> Instrucciones
- A) Vuelve a escribir sin cambios el pasaje del texto sobre la escultura policromada que va de "Bajo supervisión celestial, el" a "acortaba la vida.".
- B) Transcribe sin cambios las líneas del listado desde la que contiene "In this picture, where can the hardwood" hasta el final del listado, ambas incluidas.

> Fragmento de texto
:::::
Arias se remonta a la Antigüedad para recordarnos que ya la escultura clásica se pigmentaba; así, el recorrido arranca con unos frescos pompeyanos y unas esculturas de bulto que dan testimonio de ello, seguidos por obras a las que los colores naturales de los mármoles incorporaban valores cromáticos y simbólicos, como la imponente Ceres de los Uffizi. Pero se acuerda apenas —a través de dos figuras de un Descendimiento compradas hace poco y una tardía virgen de taller germánico— de entroncar el raudal de tallas barrocas con la tradición medieval de la escultura policromada, y esa es la única debilidad conceptual en la exposición.
El paralelismo entre la creación divina y la creación artística es recurrente en la iconografía y en las fuentes: las piedras metamórficas arrojadas por Deucalión y Pirra o la fabricación de Adán con barro no son más que el prólogo de las leyendas sobre estatuas de factura sobrenatural a las que alude la exposición: obras de San Lucas, de Nicodemo o de los ángeles, como la Virgen de Atocha o la de los Reyes. El propio Jesucristo sabía cómo debían tallarse las esculturas sagradas y se lo explicó en una visión a la madre Isabel de Jesús, poniéndole una rodilla en el pecho para demostrarle cómo había que inmovilizar el material —el alma— para darle la forma perfecta y así “tenerme clavada debajo de su voluntad para labrarme y sacarme a gusto suyo”.
Bajo supervisión celestial, el artista actuaba como médium en el que eran más efectivas la fe y la actitud —ayuno, oración, comunión— que la habilidad, destacando en este sentido Gaspar Becerra, Gregorio Fernández, Pedro de Mena (familiar del Santo Oficio) o Martínez Montañés —fabuloso su Santo Domingo de Guzmán, con policromía de Francisco Pacheco—, a los que se tenía por poco menos que santos. En las fantasiosas narraciones sobre la confección de las tallas más célebres no faltan las visiones, en sueños o en éxtasis, del “modelo” o las hipérboles sobre las exigencias y las consecuencias del quehacer artístico-sacro: trabajar de rodillas, llorar sin freno (La Roldana) o vencer achaques (Luisa de Valdés). El artista se jugaba en el empeño no solo su alma sino su existencia terrenal: conseguir una buena obra, afirmaba José Micael de Alfaro, acortaba la vida.
Hoy vemos como neutros objetos artísticos estas esculturas y pinturas en los museos o en las iglesias —los no cristianos— pero en su tiempo estaban envueltas en un aura enloquecida alimentada por supuestos prodigios en los que su apariencia realista jugaba un papel esencial. Las esculturas respondían a las acciones humanas: cambiaban de color o de gesto, se movían —el pudoroso giro de cabeza del Niño de la Virgen de Valvanera para no ver a unos que fornicaban en la iglesia —, hablaban, se inclinaban ante los más piadosos —el cartujo Juan Fort de Vicente Carducho—, ¡amamantaban! a los bienaventurados —san Bernardo de Alonso Cano—, los abrazaban —Cristo, con dulzura, al mismo santo, de Francisco Ribalta, que es la más dulce representación del amor entre hombres — o les daban de comer —Sor Francisca Dorotea, de Murillo, que sorbe cual vampira la llaga costal de un crucificado—.
:::::
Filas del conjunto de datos
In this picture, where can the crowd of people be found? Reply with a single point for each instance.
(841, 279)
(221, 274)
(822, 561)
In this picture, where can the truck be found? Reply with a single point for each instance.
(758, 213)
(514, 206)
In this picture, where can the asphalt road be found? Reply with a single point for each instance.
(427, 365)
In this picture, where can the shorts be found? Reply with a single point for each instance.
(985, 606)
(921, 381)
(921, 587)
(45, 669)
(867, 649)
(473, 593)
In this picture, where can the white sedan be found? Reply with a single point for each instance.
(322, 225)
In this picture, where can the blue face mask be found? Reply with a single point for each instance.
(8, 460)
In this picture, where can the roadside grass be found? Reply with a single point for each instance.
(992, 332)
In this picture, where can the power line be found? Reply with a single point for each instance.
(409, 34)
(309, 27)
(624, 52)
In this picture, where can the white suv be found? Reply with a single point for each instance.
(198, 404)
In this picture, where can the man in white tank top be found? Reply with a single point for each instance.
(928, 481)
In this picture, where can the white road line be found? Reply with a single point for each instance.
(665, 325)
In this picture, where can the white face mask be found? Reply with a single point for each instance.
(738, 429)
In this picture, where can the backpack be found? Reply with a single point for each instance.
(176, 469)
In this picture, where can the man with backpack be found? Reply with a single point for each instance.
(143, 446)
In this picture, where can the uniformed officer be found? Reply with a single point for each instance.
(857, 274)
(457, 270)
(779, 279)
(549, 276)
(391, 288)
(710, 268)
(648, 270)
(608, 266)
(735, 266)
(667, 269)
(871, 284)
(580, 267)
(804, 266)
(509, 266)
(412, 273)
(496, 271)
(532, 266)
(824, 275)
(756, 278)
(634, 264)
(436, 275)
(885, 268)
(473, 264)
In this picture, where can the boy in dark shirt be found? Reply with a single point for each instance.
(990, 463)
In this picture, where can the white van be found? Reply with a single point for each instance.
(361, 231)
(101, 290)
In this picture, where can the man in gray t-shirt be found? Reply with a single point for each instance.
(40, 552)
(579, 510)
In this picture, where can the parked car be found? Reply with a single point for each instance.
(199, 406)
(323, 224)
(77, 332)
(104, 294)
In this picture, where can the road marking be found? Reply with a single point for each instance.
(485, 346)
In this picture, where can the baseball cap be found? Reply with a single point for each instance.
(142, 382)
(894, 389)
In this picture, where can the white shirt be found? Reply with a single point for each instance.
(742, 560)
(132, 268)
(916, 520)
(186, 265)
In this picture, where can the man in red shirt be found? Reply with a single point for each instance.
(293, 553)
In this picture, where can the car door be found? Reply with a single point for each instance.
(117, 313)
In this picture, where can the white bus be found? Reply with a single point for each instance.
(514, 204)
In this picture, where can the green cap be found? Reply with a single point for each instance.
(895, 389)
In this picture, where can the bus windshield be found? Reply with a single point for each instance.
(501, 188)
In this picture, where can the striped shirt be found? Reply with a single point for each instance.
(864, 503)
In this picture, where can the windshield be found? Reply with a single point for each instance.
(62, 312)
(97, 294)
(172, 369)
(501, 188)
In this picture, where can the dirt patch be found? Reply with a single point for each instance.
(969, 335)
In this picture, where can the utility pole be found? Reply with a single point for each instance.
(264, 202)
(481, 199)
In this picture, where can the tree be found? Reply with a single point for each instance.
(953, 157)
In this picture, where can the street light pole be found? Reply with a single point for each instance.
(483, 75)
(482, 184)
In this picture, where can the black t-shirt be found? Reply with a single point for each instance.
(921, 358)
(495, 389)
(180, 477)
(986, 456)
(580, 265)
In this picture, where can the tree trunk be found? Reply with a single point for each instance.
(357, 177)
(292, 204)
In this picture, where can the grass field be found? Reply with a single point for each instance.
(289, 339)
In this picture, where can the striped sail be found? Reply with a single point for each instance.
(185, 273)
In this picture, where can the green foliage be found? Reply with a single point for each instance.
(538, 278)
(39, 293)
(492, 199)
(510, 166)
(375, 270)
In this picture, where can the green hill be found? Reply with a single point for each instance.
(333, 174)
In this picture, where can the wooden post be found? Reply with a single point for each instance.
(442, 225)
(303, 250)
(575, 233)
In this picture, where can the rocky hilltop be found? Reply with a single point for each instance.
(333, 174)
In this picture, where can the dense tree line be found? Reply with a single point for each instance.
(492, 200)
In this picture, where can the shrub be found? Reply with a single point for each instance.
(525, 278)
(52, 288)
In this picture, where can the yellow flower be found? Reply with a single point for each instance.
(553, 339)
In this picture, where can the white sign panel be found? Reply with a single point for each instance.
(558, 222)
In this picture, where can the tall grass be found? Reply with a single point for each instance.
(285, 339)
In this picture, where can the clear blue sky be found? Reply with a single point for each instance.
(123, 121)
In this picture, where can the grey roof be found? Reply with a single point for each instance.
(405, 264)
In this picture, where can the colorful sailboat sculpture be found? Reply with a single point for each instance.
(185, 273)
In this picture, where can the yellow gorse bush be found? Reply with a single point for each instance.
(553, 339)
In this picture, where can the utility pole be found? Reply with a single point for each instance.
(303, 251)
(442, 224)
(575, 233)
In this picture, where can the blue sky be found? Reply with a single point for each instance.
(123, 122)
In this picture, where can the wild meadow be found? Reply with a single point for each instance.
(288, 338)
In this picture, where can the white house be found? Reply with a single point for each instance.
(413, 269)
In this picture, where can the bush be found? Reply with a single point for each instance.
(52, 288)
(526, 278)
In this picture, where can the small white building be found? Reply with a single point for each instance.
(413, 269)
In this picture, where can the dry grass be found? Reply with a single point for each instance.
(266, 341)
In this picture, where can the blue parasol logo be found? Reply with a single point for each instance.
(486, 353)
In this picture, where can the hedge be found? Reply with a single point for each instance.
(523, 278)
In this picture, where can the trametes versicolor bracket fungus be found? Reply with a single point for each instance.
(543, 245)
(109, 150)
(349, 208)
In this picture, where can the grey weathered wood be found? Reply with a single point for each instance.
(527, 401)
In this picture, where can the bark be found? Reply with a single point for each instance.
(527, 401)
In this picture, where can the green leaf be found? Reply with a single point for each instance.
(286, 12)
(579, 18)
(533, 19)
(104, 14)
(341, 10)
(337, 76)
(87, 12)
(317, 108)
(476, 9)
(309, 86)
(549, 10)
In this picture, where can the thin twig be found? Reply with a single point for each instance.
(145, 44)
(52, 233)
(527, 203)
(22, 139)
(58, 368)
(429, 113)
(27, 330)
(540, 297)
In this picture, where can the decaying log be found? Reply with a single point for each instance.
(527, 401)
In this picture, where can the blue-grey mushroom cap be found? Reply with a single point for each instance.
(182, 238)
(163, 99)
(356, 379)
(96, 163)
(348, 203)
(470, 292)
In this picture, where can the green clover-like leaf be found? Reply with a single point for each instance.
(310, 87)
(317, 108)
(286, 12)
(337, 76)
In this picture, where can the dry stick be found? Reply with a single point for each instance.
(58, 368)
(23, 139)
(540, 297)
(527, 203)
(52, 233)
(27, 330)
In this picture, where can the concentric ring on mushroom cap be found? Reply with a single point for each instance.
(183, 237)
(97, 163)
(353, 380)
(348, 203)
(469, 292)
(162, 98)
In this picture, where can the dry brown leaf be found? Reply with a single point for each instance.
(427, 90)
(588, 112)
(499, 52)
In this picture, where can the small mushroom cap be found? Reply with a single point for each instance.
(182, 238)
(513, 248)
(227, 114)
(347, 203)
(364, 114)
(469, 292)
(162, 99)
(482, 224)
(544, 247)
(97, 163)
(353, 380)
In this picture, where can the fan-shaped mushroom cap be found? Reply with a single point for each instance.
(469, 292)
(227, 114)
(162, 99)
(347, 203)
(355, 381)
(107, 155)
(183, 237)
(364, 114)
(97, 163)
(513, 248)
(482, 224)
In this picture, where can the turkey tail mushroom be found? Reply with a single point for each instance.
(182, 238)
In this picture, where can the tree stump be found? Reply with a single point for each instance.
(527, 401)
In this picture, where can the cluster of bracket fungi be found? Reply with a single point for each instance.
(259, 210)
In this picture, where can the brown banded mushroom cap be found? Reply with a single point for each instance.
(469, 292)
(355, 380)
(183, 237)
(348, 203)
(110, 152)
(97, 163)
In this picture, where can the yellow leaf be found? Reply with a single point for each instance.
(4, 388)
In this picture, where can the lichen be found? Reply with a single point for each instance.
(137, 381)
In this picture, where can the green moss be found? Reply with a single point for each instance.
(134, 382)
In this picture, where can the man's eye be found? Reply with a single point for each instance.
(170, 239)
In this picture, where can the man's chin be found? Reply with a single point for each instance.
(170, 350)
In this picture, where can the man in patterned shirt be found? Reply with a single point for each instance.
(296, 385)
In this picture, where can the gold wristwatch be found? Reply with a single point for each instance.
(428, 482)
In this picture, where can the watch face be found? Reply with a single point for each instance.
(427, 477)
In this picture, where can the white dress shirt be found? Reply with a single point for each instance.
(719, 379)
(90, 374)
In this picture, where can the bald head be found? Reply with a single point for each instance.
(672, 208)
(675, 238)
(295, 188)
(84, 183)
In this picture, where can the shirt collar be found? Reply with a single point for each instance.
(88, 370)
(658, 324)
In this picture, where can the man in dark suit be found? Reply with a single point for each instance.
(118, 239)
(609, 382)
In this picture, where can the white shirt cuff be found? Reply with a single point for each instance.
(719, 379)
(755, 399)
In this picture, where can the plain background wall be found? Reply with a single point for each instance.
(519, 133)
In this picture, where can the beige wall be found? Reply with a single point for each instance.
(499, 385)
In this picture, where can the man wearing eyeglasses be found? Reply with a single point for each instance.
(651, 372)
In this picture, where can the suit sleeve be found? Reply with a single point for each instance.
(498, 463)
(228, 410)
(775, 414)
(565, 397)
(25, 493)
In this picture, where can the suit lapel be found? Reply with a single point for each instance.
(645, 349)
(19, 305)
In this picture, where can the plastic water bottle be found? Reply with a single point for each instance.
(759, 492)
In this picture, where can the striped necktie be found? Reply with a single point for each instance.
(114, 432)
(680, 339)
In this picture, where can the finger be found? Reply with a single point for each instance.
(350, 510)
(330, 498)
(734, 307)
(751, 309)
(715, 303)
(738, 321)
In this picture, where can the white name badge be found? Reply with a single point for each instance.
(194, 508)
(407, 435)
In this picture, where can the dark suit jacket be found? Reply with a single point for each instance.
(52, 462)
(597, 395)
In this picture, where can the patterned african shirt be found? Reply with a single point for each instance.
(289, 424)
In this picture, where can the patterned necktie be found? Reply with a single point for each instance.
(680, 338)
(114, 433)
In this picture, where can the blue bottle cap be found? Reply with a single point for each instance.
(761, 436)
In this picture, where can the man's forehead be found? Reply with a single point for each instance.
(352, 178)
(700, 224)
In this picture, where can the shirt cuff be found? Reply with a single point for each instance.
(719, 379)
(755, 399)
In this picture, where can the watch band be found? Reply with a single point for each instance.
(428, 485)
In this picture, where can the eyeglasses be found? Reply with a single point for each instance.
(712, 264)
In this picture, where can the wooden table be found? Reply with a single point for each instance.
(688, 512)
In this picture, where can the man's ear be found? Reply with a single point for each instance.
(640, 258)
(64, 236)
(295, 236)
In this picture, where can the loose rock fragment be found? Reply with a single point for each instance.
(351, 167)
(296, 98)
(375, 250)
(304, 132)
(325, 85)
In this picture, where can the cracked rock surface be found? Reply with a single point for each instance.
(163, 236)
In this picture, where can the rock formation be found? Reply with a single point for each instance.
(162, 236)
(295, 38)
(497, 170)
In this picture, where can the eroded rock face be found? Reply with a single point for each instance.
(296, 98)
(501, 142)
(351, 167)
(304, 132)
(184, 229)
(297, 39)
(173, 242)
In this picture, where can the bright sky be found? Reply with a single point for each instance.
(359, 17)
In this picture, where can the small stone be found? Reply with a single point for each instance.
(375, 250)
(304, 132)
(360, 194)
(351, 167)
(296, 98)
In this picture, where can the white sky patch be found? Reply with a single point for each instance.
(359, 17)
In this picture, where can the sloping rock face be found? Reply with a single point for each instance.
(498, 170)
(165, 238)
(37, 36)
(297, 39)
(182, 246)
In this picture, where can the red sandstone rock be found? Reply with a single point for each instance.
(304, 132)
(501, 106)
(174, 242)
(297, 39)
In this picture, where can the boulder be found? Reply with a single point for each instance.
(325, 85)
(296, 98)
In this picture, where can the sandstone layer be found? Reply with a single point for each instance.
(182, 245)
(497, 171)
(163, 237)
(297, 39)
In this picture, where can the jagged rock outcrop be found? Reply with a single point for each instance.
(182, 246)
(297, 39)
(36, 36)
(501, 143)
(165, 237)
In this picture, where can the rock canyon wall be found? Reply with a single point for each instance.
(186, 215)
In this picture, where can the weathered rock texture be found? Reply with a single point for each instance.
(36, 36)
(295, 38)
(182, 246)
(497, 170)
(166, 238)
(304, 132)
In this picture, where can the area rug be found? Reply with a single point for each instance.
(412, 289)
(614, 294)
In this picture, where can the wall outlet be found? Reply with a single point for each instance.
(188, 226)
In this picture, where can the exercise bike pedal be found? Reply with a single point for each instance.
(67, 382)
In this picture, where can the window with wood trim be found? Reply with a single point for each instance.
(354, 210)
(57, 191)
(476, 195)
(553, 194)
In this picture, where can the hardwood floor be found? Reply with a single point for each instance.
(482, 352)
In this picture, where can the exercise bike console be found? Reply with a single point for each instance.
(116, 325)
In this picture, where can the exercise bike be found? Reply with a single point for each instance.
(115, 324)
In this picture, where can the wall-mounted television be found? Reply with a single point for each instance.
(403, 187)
:::::
> Respuestas del ejercicio
- A)
Bajo supervisión celestial, el artista actuaba como médium en el que eran más efectivas la fe y la actitud —ayuno, oración, comunión— que la habilidad, destacando en este sentido Gaspar Becerra, Gregorio Fernández, Pedro de Mena (familiar del Santo Oficio) o Martínez Montañés —fabuloso su Santo Domingo de Guzmán, con policromía de Francisco Pacheco—, a los que se tenía por poco menos que santos. En las fantasiosas narraciones sobre la confección de las tallas más célebres no faltan las visiones, en sueños o en éxtasis, del “modelo” o las hipérboles sobre las exigencias y las consecuencias del quehacer artístico-sacro: trabajar de rodillas, llorar sin freno (La Roldana) o vencer achaques (Luisa de Valdés). El artista se jugaba en el empeño no solo su alma sino su existencia terrenal: conseguir una buena obra, afirmaba José Micael de Alfaro, acortaba la vida.

- B)
In this picture, where can the hardwood floor be found? Reply with a single point for each instance.
(482, 352)
In this picture, where can the exercise bike console be found? Reply with a single point for each instance.
(116, 325)
In this picture, where can the exercise bike be found? Reply with a single point for each instance.
(115, 324)
In this picture, where can the wall-mounted television be found? Reply with a single point for each instance.
(403, 187)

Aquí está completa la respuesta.